▶ [TUGAS YANG DIKERJAKAN]
1. Untuk setiap pernyataan berikut, tentukan apakah isinya sesuai dengan teks tentang ekonomi Rusia. Jawab ya atau tidak, lalu kutip kata-kata penentu dari teks.
(a) Ekonomi Rusia tumbuh 1,5% pada kuartal keempat dibandingkan tiga bulan sebelumnya.
(b) GDP di 17 negara Uni Eropa naik pada kuartal keempat.
(c) Putin berjanji meningkatkan pengeluaran pemerintah hingga 5% GDP pada 2018.
2. Jawab pertanyaan berikut berdasarkan teks tentang ekonomi Rusia.
(a) Menurut Putin, apa yang sulit dilewati dengan dua lompatan sekaligus?
(b) Berapa persen ekonomi Rusia meningkat pada basis tahunan?
(c) Di kota mana unjuk rasa terbesar sejak robohnya Uni Soviet terjadi?

▶ [TEKS YANG DIBERIKAN]
§ §

Kondisi ekonomi semacam ini jelas membuat Putin semakin di atas angin. Menurutnya, alasan mendasar di balik krisis ekonomi Eropa tidak terjadi di Rusia dan para pembuat kebijakan bertindak lebih tegas dalam mengatasi krisis utang. “Sulit untuk melewati jurang dengan dua lompatan sekaligus. Anda harus lompat sekali dan Anda mungkin berhasil. Beberapa keputusan memang terlambat,” ungkap Putin.

Salah satu kunci keberhasilan Putin ialah Rusia berhasil mengatasi masalah property dan pemukiman kumuh dalam industri konstruksi dengan menghubungkan semua sumber daya ke proyek-proyek infrastruktur dan perumahan untuk militer.

Kementerian Perekonomian Rusia memperkirakan, ekonomi Negeri Beruang Merah tumbuh 1,5% pada kuartal keempat dari tiga bulan sebelumnya, dan meningkat 4,9% pada basis tahunan. Dibandingkan dengan GDP di 17 negara Uni Eropa yang pada kuartal keempat turun 0,3% dari tiga bulan sebelumnya.

Dengan prestasi ekonomi semacam itu, Putin berhasil menciptakan stabilitas di negaranya dan mempertahankan suara pemilih setelah diguncang unjuk rasa terbesar di Moskow sejak robohnya Uni Soviet 20 tahun silam. Dalam setiap kampanyenya, Putin berjanji meningkatkan pengeluaran pemerintah hingga USD164 miliar atau 5% GDP, pada 2018.

§ §

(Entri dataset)
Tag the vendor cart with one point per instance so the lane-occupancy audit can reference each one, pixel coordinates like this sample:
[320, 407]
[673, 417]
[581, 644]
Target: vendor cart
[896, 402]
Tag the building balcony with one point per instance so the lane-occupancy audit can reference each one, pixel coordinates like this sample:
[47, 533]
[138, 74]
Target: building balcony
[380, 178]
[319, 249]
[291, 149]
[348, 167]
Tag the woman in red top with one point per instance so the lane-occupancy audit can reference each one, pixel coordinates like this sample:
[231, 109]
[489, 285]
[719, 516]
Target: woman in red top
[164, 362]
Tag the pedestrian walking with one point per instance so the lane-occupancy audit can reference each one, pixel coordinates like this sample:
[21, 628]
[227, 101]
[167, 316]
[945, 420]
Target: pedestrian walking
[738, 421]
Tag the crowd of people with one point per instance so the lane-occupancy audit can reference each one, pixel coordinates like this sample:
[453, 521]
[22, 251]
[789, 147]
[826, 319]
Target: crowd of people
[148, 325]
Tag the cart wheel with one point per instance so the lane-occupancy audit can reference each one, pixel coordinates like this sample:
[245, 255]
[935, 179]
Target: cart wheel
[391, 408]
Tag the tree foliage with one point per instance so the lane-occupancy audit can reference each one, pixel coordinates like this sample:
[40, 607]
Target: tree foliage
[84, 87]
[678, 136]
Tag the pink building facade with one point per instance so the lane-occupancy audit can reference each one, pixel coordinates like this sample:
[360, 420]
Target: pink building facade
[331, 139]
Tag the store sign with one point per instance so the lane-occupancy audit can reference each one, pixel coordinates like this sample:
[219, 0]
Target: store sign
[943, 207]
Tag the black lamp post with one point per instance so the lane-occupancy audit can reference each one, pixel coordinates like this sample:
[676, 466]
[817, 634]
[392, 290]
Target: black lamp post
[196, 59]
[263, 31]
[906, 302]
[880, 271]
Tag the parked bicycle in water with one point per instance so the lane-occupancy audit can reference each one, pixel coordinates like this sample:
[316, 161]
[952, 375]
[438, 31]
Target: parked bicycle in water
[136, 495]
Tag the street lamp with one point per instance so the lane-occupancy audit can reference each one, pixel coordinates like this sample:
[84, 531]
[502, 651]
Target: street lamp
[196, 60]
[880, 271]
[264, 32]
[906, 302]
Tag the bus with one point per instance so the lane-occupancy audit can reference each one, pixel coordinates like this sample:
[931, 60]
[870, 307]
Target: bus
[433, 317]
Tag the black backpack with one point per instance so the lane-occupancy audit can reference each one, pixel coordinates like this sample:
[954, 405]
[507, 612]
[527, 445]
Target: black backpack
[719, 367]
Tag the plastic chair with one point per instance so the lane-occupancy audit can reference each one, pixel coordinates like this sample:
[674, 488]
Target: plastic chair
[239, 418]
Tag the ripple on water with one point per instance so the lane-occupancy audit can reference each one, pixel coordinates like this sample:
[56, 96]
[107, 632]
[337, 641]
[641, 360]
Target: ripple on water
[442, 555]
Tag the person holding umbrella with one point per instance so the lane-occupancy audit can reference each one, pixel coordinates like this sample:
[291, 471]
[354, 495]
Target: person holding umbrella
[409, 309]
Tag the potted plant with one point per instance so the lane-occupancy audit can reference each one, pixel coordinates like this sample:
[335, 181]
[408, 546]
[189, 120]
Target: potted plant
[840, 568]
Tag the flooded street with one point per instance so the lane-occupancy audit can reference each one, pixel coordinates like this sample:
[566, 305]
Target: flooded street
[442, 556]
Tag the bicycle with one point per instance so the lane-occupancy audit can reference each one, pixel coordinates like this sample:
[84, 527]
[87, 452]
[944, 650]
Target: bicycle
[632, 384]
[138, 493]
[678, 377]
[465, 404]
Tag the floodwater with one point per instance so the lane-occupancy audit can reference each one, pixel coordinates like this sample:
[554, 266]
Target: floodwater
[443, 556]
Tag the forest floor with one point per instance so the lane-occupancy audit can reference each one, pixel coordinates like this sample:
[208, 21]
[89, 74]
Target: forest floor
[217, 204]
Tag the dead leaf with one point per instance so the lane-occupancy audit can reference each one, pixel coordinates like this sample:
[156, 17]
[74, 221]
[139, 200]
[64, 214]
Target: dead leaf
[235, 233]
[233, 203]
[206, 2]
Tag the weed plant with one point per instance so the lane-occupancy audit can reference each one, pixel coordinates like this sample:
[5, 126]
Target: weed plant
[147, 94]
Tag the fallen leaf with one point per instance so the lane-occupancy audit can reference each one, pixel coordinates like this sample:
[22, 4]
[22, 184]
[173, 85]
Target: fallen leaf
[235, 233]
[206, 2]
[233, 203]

§ §

▶ [JAWABAN TUGAS]
1.
(a) Ya: "ekonomi Negeri Beruang Merah tumbuh 1,5% pada kuartal keempat dari tiga bulan sebelumnya"
(b) Tidak: "GDP di 17 negara Uni Eropa yang pada kuartal keempat turun 0,3% dari tiga bulan sebelumnya"
(c) Ya: "Putin berjanji meningkatkan pengeluaran pemerintah hingga USD164 miliar atau 5% GDP, pada 2018"

2.
(a) Jurang.
(b) 4,9%.
(c) Moskow.